« Nous sommes des commerçants dans l’âme », reconnaît Édouard de Saint-Laurent. Installé avec sa femme Catherine à Bourecq (62), ils commercialisent leurs 65 hectares de pommes de terre directement aux grandes et moyennes surfaces (GMS) locales. Objectif : augmenter la marge. « J’ai commencé dès 2004. À l’époque, j’avais 40 ha dont 10 ha de pommes de terre », se souvient l’agriculteur. Les ventes de pommes de terre aux GMS ont suivi l’évolution de l’exploitation, après la reprise de la ferme de famille d’Édouard et de celle des parents de Catherine, située à Wanquetin, à 50 km. Avec, au final, plus de 3 000 tonnes de pommes de terre vendues en direct.
Dès 2003, le couple investit 50 000 € dans une station de lavage avec une calibreuse et une laveuse. Il part ensuite, échantillons à la main, démarcher les grandes et moyennes surfaces proches de chez eux. Une démarche très rare à l’époque. Réticents à l’idée de référencer un producteur en plus, avec des livraisons supplémentaires, plusieurs GMS se laissent convaincre. « J’insiste sur la mise en valeur de la production locale, à quelques kilomètres, plutôt que des pommes de terre de Belgique ou de la Marne. Autre atout : la réactivité avec un réapprovisionnement dans la journée. Enfin, je participe à la mise en rayon », relate le producteur. Rapidement, les tubercules de La ferme des trois pommes (leur Sarl) conquièrent les grandes surfaces proches. Leur logo Saveurs en Or certifie l’origine Hauts-de-France. Autre argument, les Saint-Laurent livrent leurs pommes de terre toute l’année, avec un produit identique, quelle que soit la saison.
« J’ai réussi à trouver ma place, même si les débuts étaient plus compliqués, se félicite le planteur. Depuis quelques années, les acheteurs s’avèrent plus sensibilisés à la provenance locale. Certains que je ne connaissais pas m’ont même sollicité en 2020 ».

Tâches à réaliser
(a) Traduisez en anglais la phrase suivante, tirée du texte sur la vente directe de pommes de terre : « Dès 2003, le couple investit 50 000 € dans une station de lavage avec une calibreuse et une laveuse. »
(b) D'après le texte sur la vente directe de pommes de terre, quel logo certifie l'origine Hauts-de-France des tubercules ?
Les items ne sont d'aucune utilité pour ce travail.

Enregistrements

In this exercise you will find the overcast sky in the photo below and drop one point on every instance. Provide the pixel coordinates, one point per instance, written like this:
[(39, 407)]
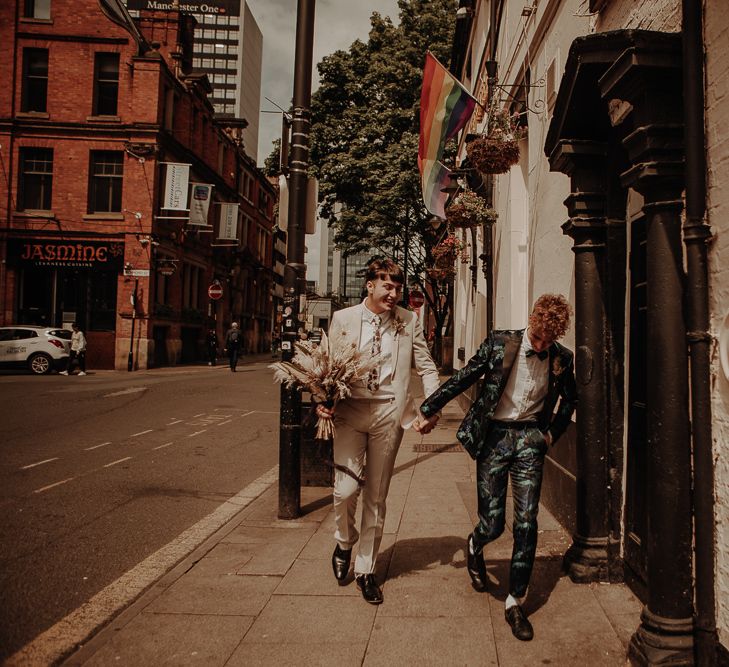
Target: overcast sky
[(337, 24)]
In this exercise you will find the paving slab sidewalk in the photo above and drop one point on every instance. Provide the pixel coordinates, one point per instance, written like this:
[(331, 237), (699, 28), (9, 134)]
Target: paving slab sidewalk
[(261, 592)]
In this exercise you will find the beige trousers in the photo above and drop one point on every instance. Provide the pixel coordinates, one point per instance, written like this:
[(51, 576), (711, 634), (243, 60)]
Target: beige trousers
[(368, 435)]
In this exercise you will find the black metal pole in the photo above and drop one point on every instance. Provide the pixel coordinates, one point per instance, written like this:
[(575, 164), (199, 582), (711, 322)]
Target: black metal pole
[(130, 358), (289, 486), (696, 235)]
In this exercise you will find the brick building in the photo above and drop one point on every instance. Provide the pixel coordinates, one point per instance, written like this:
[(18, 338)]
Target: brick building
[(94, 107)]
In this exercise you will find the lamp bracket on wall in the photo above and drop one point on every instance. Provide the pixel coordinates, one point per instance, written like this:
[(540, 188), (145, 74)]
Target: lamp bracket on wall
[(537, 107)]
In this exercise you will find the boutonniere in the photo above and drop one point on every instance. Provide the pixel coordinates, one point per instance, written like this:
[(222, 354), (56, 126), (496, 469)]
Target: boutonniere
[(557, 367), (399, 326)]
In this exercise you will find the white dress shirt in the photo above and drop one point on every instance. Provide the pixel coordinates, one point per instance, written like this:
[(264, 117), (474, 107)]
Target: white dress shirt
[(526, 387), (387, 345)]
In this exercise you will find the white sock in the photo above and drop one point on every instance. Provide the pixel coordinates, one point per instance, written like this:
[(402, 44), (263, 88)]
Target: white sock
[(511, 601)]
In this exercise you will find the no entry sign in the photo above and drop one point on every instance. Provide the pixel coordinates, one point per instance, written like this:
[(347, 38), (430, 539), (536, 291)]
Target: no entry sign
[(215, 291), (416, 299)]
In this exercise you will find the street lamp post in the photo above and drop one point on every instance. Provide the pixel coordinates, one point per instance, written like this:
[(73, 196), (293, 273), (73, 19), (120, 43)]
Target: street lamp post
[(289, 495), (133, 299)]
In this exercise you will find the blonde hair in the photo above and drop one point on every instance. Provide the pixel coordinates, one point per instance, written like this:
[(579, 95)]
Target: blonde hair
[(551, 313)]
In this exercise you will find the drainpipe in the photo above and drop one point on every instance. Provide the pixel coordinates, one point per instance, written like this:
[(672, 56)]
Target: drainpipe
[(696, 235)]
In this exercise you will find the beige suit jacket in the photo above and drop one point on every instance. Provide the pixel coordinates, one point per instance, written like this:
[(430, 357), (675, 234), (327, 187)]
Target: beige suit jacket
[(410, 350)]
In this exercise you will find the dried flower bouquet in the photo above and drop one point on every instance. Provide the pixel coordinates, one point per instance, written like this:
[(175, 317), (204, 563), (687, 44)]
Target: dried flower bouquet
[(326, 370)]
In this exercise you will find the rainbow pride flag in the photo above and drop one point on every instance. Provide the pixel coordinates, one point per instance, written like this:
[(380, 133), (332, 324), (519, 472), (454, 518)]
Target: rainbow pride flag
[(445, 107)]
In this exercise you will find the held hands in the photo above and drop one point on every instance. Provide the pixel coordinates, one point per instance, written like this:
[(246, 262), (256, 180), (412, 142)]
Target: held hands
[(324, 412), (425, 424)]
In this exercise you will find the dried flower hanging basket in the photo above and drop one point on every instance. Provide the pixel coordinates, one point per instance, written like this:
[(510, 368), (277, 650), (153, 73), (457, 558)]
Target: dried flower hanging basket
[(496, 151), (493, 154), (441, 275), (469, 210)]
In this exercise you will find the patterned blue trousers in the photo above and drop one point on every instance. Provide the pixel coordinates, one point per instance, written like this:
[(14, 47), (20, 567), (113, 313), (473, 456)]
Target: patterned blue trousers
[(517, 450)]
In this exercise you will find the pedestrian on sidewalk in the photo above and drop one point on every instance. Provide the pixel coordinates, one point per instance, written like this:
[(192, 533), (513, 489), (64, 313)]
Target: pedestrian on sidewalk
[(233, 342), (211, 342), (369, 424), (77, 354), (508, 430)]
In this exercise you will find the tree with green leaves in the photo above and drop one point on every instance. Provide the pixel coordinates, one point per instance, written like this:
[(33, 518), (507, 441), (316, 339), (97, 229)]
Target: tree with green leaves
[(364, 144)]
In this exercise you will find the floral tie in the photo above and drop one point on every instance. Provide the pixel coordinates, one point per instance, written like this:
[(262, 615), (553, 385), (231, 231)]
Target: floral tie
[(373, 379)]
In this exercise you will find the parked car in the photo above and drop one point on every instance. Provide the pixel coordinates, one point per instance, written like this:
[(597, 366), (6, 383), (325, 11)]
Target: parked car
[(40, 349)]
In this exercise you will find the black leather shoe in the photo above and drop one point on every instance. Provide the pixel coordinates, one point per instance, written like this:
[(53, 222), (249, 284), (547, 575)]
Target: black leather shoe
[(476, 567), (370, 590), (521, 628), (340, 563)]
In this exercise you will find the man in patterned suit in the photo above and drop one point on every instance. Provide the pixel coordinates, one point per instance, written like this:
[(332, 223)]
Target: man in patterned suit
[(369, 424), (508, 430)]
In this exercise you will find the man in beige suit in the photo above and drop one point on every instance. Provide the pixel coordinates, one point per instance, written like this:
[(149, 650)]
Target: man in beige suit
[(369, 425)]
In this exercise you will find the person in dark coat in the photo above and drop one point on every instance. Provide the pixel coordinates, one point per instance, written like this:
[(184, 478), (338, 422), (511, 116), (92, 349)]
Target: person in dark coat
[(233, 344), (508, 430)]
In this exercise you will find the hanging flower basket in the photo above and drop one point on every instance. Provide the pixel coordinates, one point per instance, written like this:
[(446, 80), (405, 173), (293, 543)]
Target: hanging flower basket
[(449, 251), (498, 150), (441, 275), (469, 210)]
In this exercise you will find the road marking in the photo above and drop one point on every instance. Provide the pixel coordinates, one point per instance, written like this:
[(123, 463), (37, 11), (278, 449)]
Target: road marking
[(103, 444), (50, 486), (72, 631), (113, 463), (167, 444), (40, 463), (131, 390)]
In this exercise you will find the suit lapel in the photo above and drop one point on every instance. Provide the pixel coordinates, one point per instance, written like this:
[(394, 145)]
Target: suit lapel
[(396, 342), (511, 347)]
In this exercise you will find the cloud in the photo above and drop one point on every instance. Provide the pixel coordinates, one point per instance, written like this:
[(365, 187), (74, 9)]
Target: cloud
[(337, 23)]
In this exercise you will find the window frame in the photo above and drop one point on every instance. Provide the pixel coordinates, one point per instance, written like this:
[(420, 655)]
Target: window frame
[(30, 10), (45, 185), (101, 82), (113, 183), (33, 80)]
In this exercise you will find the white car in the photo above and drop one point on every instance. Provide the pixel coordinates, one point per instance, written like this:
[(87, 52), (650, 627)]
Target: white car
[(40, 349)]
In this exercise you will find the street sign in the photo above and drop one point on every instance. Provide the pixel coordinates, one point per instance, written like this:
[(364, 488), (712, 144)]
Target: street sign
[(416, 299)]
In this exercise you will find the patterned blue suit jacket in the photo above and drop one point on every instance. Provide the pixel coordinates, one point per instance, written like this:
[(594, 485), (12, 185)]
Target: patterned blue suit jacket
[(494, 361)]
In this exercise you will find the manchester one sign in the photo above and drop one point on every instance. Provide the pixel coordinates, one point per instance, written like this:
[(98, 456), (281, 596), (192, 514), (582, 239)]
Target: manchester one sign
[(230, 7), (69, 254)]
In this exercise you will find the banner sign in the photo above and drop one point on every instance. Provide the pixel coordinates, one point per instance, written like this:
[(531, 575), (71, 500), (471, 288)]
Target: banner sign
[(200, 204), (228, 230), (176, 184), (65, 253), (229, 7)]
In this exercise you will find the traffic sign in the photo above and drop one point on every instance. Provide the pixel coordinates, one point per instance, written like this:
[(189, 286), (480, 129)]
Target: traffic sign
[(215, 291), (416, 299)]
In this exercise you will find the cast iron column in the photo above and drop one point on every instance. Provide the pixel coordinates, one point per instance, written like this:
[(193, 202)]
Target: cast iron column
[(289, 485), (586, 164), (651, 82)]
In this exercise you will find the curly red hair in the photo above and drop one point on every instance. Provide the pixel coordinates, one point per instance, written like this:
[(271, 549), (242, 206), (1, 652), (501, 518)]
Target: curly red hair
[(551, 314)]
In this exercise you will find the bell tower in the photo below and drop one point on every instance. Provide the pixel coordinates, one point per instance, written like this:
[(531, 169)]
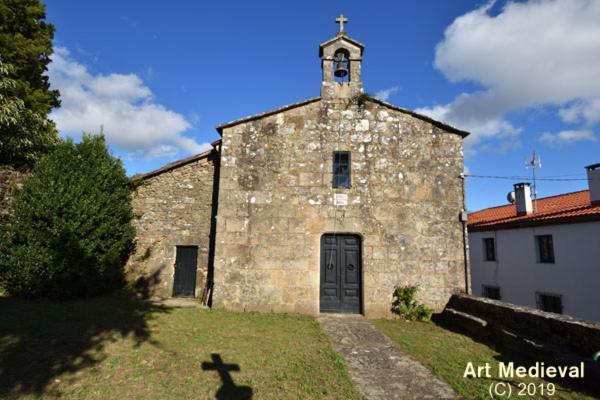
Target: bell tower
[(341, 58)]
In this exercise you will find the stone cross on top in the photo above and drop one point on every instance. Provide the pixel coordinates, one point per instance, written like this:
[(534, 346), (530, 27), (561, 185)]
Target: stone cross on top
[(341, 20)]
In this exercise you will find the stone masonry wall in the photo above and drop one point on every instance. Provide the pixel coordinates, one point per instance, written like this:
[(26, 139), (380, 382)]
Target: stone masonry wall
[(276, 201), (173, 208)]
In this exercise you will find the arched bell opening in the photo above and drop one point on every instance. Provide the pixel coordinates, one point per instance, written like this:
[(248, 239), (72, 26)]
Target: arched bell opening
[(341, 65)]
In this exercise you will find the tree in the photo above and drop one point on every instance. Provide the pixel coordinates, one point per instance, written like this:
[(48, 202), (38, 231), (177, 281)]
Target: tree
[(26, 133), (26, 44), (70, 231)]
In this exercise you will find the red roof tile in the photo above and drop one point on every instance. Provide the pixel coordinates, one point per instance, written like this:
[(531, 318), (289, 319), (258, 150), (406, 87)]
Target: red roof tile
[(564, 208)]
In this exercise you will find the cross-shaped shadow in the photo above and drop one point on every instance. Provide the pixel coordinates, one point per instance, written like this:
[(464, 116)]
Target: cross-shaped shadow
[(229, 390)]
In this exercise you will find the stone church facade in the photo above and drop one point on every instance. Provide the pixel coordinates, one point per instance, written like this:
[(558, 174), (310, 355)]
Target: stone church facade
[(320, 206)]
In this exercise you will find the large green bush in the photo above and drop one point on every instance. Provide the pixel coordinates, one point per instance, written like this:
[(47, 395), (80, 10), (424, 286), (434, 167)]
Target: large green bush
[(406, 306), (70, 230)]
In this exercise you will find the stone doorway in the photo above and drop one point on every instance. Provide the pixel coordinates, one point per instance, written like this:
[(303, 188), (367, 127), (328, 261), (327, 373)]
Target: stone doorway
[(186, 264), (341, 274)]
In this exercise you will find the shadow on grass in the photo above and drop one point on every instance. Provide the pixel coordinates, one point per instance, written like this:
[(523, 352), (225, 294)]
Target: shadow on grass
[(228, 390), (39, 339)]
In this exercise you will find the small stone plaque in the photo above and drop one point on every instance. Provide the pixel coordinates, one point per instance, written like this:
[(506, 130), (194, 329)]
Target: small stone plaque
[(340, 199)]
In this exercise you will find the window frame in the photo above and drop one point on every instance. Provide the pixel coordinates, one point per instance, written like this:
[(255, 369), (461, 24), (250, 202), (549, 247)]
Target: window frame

Réponses ci-dessous
(a) As early as 2003, the couple invested €50,000 in a washing station with a grader and a washer.

(b) Le logo Saveurs en Or.